Exercise details>
Return every line of the records below verbatim, preserving line order, and omit the pictures.

Dataset excerpts>

** begin **

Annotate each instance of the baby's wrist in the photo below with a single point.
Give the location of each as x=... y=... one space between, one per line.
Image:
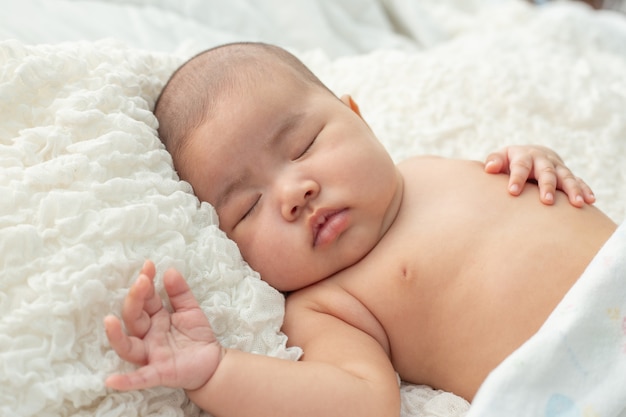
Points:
x=199 y=385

** end **

Response to the exercise>
Annotate each instance of the baby's wrist in the photo below with a single point.
Give the location of each as x=... y=... one space between, one per line.
Image:
Points:
x=199 y=385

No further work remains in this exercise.